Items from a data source
────
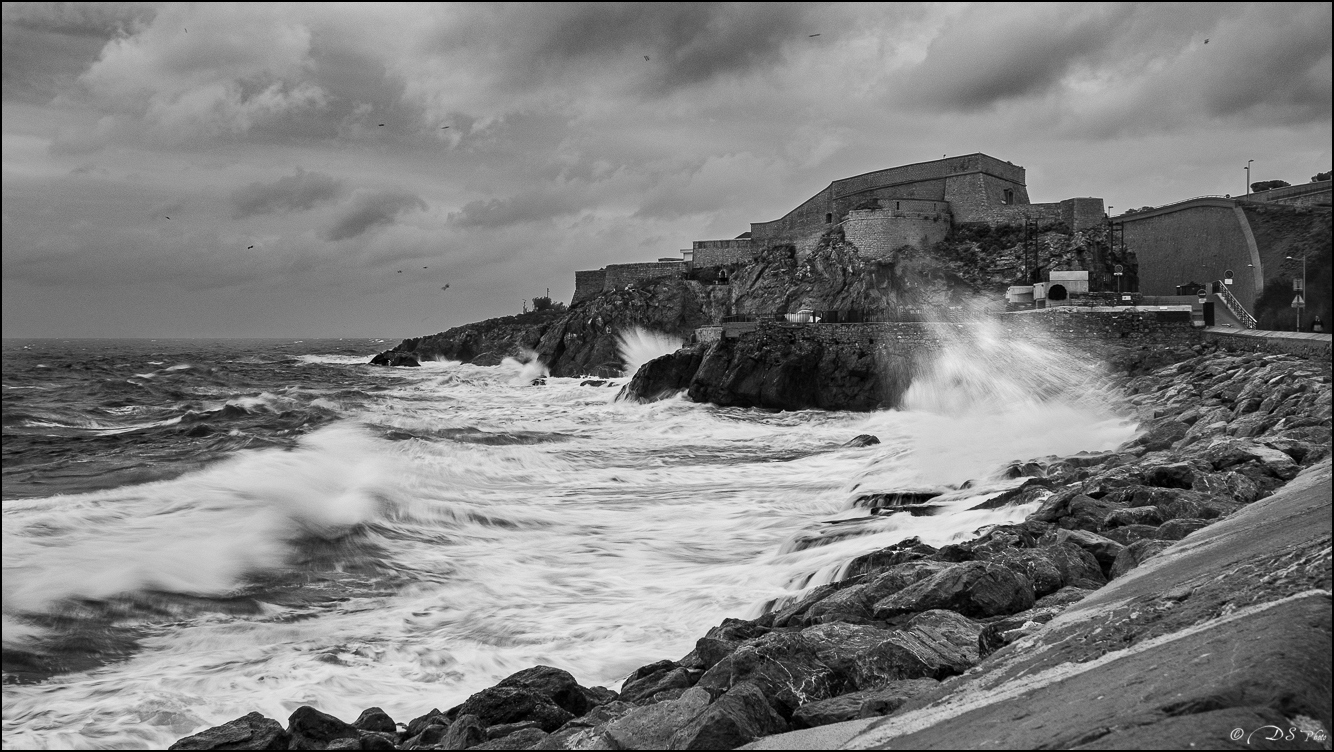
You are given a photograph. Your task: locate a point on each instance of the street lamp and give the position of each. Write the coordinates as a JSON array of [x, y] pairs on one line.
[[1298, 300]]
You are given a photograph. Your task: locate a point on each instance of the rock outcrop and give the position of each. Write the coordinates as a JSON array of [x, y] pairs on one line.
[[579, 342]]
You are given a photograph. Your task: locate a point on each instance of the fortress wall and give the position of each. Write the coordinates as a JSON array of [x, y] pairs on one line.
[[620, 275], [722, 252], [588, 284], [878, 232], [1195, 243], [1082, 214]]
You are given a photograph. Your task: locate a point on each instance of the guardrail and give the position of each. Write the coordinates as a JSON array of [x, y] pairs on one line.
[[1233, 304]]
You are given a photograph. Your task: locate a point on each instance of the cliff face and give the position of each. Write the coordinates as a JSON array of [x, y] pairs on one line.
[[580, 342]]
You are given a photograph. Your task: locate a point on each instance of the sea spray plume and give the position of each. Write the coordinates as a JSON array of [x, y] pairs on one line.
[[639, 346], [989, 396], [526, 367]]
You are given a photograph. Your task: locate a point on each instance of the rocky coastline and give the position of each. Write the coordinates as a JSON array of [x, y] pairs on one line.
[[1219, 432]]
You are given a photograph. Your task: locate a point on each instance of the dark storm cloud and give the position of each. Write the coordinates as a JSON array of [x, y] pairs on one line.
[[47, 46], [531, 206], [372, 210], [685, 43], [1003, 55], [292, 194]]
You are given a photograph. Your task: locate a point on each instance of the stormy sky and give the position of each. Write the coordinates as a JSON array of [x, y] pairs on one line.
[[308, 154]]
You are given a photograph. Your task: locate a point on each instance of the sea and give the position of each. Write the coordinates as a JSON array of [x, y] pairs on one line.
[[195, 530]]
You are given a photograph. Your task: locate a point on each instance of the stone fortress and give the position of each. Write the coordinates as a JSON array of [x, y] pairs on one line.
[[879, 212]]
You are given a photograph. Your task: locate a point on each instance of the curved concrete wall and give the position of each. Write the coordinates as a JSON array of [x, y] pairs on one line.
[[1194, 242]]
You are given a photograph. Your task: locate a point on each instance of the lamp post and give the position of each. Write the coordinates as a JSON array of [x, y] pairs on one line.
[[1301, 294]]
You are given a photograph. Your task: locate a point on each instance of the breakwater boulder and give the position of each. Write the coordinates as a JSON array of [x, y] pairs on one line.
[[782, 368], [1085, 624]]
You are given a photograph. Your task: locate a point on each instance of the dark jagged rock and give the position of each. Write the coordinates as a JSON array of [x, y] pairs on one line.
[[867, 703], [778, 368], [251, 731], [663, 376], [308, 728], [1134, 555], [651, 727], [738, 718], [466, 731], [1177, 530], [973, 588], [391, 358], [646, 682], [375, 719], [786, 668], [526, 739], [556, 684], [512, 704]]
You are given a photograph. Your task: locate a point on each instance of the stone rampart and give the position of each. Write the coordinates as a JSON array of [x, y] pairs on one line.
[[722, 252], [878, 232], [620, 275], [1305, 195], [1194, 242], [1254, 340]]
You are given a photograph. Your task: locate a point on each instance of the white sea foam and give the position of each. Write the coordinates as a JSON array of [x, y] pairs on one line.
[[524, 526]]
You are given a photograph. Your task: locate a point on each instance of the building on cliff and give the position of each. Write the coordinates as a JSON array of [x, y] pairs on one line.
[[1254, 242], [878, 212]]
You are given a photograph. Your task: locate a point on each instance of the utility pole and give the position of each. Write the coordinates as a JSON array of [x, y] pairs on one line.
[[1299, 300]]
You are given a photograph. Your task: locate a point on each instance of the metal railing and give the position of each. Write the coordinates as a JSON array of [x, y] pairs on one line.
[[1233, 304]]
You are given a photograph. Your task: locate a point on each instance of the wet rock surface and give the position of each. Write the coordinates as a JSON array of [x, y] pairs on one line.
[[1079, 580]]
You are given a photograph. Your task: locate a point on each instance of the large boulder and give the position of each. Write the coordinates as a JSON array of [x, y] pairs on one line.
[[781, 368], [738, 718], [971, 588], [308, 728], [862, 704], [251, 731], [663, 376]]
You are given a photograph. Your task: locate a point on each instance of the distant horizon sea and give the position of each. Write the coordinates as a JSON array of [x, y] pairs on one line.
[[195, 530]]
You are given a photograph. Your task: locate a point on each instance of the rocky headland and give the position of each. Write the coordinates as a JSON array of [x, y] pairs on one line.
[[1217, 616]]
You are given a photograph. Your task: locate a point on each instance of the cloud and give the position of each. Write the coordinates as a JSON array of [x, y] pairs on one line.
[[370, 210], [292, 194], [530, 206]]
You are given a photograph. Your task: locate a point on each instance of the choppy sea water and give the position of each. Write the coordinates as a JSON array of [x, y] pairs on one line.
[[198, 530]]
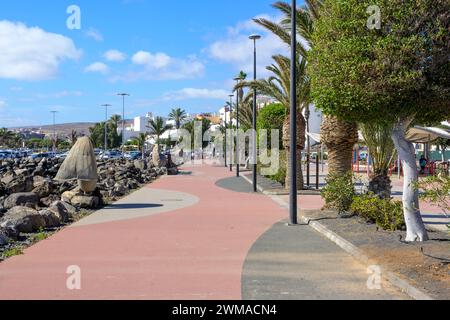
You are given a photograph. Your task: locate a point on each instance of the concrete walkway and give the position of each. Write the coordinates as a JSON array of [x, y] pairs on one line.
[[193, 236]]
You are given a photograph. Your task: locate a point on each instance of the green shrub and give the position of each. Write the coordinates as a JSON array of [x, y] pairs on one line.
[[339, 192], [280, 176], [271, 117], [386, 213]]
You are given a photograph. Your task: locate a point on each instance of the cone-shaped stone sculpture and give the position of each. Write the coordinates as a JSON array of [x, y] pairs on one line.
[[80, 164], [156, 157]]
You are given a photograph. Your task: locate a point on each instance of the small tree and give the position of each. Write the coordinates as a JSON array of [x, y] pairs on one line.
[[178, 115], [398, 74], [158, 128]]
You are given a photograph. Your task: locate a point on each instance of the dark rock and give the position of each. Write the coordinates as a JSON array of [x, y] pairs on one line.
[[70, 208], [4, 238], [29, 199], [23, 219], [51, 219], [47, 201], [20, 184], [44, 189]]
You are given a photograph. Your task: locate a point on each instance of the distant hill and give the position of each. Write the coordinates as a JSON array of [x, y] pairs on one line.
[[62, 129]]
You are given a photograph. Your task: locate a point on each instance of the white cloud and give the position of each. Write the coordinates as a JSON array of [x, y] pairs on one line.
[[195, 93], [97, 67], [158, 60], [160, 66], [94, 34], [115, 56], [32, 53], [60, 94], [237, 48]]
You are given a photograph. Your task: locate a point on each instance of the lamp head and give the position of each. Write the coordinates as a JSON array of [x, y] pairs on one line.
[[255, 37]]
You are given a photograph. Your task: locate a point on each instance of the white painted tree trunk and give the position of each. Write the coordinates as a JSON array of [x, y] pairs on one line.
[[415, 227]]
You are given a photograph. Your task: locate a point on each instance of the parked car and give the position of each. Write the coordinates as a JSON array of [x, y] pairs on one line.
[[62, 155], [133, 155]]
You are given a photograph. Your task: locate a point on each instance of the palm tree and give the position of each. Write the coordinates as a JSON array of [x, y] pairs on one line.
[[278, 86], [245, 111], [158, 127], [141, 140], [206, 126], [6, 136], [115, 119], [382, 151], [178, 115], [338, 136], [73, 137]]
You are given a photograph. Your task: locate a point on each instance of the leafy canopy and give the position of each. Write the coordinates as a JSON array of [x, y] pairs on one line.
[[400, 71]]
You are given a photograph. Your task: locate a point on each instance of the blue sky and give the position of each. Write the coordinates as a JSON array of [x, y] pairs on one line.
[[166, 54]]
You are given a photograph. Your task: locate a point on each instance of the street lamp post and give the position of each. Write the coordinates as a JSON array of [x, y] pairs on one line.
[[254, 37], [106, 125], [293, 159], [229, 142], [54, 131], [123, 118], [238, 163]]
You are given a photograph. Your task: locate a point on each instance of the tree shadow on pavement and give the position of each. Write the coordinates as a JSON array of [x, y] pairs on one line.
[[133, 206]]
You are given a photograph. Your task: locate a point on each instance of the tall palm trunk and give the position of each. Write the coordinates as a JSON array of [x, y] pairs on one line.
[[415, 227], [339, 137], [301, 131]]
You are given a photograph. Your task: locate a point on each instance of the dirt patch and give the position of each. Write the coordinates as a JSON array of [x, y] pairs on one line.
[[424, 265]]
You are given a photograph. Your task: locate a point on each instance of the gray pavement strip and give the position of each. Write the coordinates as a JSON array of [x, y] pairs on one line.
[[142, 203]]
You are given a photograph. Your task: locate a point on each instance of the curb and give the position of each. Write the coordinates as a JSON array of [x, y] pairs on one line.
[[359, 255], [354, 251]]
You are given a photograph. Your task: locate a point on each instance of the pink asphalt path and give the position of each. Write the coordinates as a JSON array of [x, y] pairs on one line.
────
About this task:
After locating the line containing "of the leafy", write out that line and all remaining lines of the records exactly, with nothing added.

Solution for this problem:
You are given a photograph. Your task: locate a point on each instance of the leafy canopy and give the position of each. Write the coordinates as a JSON array of [x, y] pairs on one line.
[[400, 71]]
You are given a photograph. Your task: locate a point on each instance of the blue sky and give the position of each. Write the coordinates as a JSON array of [x, y] pairs on one line.
[[166, 54]]
You are given a photograph. Your task: locate a point on each instance of the street lamp post and give the position of each. Write the coordinates as a JSON array of [x, y] pairs on one line.
[[254, 37], [106, 125], [293, 159], [229, 142], [54, 131], [123, 118], [238, 163]]
You are given a photograph. Your task: locate a point on each instance of the tree shadow on pavement and give the position of each. Write the coordinates as a JSON array of [x, y] pairs on one line.
[[133, 206]]
You are given a photograph. Your task: locate a point on each instance of the tall palm trunk and give the position of each. Write the coordinates as a JSON array of [x, y] pairs on one line.
[[415, 227], [339, 137], [301, 131]]
You are given a photograph. Your task: locate a point on each instance of the dirt patch and give the position of each. Write the coordinates as a JSON array of [x, y] pairs on one line.
[[424, 265]]
You are given a photograph. Your task: locate a point on each instance of the gray pavement strip and give the position of each. Write the coordinates as a JSON array of [x, y] pairs on one line.
[[142, 203]]
You are given a photograph. Your task: locate a point on each instance of the curb and give the position of each. Write the coordinates as a JSON array of [x, y] pairs on one line.
[[359, 255], [354, 251]]
You are given a photograph. Your task: locate a point on each instance of the pink asphalt path and give the position of each. Write the coordinates as a JSON array of [x, y] pairs on one line.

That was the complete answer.